Café du Panama. A la découverte des meilleurs cafés du Monde. 2/ Chez les Kunas de la cordillère (suite)
Joyeusement entourés, nous voilà escortés comme la tradition le veut vers le Congreso, la grande case communautaire. Sur le sinueux trajet, une gamine par ci, une mamie par là se prêtent gentiment aux avides objectifs jaillis des fourre-tout.
Le jeune Sahila*1 du village prononce ses paroles de bienvenue, je traduis en espagnol la chaleureuse réponse de leurs hôtes et la confirmation du but de leur visite, Domingo me relaye en kuna. Rapidement la conversation s’engage sur le sujet de leur production de café. Paul Dequidt s’intéresse aux chiffres, combien produisent-ils, combien les grossistes payent-ils, quel est le nombre d’intermédiaires et surtout, pouvons-nous envisager des solutions pour que notre commerce soit équitable.
Au centre de la conversation, un bidon de peinture de 5 galons vide, c’est leur mesure volumétrique, rempli de café vert et acheminé par sacs à 5 heures de marche d’ici le premier intermédiaire le leur paye 7 $ ! Mais cela représente quel poids ? Avis partagés des Kunas présents. Disons… quelque chose comme une trentaine de livres. Estimation annexe, le café qui leur est acheté environ (comment éviter ici ce flou ?) 0,25 $ la livre se retrouve au mini-super chinois le plus proche un peu plus de 4 $. Seize fois leur prix de vente! Heureusement pour eux, ils savent le torréfier…
L’assemblée nage un bon moment dans ce jonglage de chiffres mélangés. Il y a des toneladas, des quintales, des livres US, des sacs et des bidons… durant ces longs calculs je me prends à espérer qu’aucun de ces derniers ne fuient comme les baignoires de notre école primaire… Au terme d’une longue palabre, comme les adorent nos amis les Kunas, un chiffre semble s’imposer à tous, la production annuelle du village tourne autour de 350 de nos tonnes. Ouf !
- Comme je serai obligé d’acheter votre café à un exportateur (qui est aussi le distributeur du café le plus connu et le plus vendu au Panama, ndr) comment pouvons nous être certains que l’on vous reverse à notre demande une partie du profit ?
Et chacun d’émettre des doutes… tous conclus d’une même certitude : impossible !
- Alors, la solution serait peut-être que vous nous proposiez un projet pour votre communauté, dispensaire, pont, adduction d’eau potable ou autre, nous pourrions le financer directement avec une partie du bénéfice généré par la revente de votre café en France.

=======

Exercices à faire:
**1)** Extrayez du texte sur le café du Panama le passage qui va de « Café du Panama. » jusqu'à « commerce soit équitable. » compris.
**2)** Poursuivez le texte sur le café du Panama à partir de l'endroit où il s'arrête.
Vous n'aurez pas besoin de ce matériel.

=======

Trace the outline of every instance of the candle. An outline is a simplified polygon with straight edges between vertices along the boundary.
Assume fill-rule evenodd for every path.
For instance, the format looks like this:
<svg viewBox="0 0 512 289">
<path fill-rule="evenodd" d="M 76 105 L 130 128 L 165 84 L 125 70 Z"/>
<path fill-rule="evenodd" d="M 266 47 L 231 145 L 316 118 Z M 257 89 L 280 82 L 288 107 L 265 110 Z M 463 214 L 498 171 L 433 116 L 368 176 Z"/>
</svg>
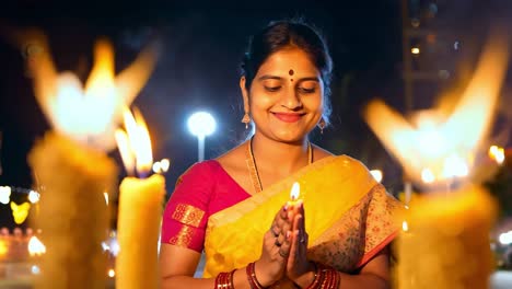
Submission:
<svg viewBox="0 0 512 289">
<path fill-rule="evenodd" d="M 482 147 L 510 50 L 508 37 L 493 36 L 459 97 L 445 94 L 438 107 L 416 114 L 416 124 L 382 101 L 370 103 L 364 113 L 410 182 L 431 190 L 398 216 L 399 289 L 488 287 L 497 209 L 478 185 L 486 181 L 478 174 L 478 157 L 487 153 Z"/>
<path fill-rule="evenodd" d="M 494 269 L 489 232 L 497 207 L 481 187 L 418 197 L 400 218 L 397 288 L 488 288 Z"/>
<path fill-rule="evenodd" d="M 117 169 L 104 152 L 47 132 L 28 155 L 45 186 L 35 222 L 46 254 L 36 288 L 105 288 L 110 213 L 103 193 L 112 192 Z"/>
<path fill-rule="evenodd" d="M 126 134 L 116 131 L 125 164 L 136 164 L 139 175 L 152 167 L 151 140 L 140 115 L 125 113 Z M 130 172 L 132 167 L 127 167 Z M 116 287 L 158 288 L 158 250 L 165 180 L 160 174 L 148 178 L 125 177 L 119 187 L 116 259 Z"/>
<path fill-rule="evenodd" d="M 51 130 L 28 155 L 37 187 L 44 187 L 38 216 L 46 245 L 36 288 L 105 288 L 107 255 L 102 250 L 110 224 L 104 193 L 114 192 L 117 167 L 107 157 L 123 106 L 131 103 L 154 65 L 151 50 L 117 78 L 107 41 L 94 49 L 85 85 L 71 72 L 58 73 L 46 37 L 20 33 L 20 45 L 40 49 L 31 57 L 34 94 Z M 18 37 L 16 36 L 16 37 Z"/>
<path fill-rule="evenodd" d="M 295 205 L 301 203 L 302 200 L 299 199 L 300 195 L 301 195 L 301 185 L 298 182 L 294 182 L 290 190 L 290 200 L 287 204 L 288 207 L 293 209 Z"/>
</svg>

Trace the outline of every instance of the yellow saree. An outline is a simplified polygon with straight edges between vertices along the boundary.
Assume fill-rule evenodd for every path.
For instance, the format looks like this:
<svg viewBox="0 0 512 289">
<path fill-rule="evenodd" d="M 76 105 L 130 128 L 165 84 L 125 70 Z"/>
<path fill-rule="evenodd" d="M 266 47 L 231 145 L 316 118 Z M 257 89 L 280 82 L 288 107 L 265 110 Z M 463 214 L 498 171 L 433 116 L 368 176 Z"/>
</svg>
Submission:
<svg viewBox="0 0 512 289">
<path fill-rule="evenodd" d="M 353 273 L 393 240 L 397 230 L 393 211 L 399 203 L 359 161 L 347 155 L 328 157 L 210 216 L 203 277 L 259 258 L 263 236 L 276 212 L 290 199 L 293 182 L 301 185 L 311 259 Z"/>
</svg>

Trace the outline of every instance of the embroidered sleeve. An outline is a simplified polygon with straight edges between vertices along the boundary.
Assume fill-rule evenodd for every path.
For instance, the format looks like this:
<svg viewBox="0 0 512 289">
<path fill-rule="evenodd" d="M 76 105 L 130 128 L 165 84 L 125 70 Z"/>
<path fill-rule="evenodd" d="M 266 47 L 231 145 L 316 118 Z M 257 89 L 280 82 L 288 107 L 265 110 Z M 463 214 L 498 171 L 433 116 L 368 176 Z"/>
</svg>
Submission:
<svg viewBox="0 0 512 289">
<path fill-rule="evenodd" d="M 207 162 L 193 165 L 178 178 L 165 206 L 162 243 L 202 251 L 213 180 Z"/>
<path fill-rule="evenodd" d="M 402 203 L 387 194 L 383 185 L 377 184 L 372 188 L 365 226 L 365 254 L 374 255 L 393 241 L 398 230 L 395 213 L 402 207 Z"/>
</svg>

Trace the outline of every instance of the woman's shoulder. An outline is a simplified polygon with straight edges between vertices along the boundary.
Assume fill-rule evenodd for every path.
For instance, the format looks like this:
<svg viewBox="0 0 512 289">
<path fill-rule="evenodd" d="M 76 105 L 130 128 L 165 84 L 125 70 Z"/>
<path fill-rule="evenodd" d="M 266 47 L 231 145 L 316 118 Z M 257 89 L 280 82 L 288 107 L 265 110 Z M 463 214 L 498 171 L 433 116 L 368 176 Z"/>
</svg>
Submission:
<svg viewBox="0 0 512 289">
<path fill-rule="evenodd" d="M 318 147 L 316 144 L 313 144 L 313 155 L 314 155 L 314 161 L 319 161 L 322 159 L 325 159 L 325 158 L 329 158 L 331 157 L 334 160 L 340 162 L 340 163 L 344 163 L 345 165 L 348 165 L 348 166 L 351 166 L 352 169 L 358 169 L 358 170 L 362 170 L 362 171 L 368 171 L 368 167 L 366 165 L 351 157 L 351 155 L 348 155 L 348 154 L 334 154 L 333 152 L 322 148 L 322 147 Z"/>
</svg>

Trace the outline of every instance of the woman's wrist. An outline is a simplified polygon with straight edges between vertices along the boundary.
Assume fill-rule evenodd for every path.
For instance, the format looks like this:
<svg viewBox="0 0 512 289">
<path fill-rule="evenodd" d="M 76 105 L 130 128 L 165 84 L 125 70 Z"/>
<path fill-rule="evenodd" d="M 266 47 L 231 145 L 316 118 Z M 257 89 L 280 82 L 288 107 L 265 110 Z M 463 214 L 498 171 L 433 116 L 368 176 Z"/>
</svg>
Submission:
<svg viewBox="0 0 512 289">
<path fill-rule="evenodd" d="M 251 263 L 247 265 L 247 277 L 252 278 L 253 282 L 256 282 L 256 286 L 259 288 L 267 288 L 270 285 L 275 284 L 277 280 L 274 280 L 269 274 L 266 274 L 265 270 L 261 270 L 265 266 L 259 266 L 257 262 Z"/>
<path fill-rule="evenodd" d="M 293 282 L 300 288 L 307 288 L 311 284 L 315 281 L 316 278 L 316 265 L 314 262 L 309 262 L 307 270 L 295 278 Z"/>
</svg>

=======

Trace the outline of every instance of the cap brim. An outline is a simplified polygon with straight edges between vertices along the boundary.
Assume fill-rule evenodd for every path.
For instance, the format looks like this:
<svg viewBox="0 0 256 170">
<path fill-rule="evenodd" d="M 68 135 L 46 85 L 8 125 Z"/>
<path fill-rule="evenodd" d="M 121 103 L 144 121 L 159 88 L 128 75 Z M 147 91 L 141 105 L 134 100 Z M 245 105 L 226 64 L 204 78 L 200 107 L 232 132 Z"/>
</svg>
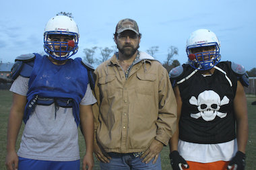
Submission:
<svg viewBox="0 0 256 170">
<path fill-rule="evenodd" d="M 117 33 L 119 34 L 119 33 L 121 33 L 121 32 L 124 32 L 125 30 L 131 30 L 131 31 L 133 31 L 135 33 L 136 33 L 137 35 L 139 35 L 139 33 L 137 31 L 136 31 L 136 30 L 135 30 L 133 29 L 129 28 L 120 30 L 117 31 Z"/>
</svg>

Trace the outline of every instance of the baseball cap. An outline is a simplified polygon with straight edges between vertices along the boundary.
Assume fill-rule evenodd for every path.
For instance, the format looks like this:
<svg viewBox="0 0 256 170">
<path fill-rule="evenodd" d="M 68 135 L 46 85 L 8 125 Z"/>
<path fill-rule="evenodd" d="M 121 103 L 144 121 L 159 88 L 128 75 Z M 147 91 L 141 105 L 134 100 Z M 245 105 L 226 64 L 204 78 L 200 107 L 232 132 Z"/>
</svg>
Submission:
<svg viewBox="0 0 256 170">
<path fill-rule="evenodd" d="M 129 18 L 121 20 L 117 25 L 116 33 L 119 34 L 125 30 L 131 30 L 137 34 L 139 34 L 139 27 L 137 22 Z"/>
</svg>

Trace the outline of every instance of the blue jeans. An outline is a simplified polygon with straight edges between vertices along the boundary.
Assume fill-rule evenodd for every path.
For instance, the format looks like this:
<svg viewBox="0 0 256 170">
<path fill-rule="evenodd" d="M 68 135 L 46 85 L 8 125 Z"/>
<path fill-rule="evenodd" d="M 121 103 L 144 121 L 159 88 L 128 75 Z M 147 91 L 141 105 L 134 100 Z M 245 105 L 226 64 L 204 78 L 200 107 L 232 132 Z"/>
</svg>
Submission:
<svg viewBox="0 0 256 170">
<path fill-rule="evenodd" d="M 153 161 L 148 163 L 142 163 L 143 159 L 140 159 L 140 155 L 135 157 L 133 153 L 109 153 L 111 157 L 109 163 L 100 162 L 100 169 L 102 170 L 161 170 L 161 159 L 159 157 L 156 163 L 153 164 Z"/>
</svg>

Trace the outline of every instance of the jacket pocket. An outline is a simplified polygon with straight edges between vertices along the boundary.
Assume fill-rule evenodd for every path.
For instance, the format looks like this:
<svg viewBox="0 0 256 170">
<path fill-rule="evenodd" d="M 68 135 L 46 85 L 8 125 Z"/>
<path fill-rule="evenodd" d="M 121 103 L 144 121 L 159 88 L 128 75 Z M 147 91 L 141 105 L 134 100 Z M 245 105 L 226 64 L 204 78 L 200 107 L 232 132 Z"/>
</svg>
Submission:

=======

Réponses par exercice:
**1)**
Café du Panama. A la découverte des meilleurs cafés du Monde. 2/ Chez les Kunas de la cordillère (suite)
Joyeusement entourés, nous voilà escortés comme la tradition le veut vers le Congreso, la grande case communautaire. Sur le sinueux trajet, une gamine par ci, une mamie par là se prêtent gentiment aux avides objectifs jaillis des fourre-tout.
Le jeune Sahila*1 du village prononce ses paroles de bienvenue, je traduis en espagnol la chaleureuse réponse de leurs hôtes et la confirmation du but de leur visite, Domingo me relaye en kuna. Rapidement la conversation s’engage sur le sujet de leur production de café. Paul Dequidt s’intéresse aux chiffres, combien produisent-ils, combien les grossistes payent-ils, quel est le nombre d’intermédiaires et surtout, pouvons-nous envisager des solutions pour que notre commerce soit équitable.

**2)**
Discrètement, je me pince. Il existe donc encore des hommes d’affaires qui ne conçoivent les échanges commerciaux avec des autochtones que s’ils comportent un volet équitable ? J’ai bien vu sur leur site Internet que la famille Dequidt a déjà réalisé des œuvres humanitaires*2. Mais là, dans cette case obscure entendre un homme, venu d’un monde voué à la spéculation et à l’exploitation des plus faibles pour amasser le plus de profit possible, s’intéresser avant toute négociation à l’aspect humanitaire d’une relation commerciale future… le guide-traducteur reste un instant sans voix. Une lumière nouvelle vient d’éclairer le début de notre voyage au Panama.
Les bases d’une discussion à venir étant posées, nous allons maintenant visiter le village en nous dirigeant vers les plantations. Slalom entre cases et bâches étendues à même le sol où les grains de café sèchent au soleil. Au passage, vue idyllique en surplomb sur un méandre de la rivière, des femmes lavent leur linge tandis que des gamins jouent dans l’eau près des longues pirogues endormies.
Nous entrons dans les plantations. Après quelques minutes de marche entre les caféiers, le soleil, les cerises de café et les cueilleurs Kunas sont au rendez-vous ! Paul et Mania, qui rêvaient d’une conjugaison de rouges pour les photos de leurs futurs livres, sont comblés.
Au retour, formulant le souhait d’une photo de famille, nos cueilleurs nous offrent le café de l’amitié. Torréfié "maison", il est chaleureux et de fort bonne qualité. Il restera dans nos mémoires comme le témoignage fraternel de cette belle journée passée à Norra, le petit village Kuna perdu dans la forêt de la cordillère.
Nous étions bien sur la piste des meilleurs cafés du Monde, entre deux survols de paysages majestueux.
Notes:
*2- site "Café solidaire"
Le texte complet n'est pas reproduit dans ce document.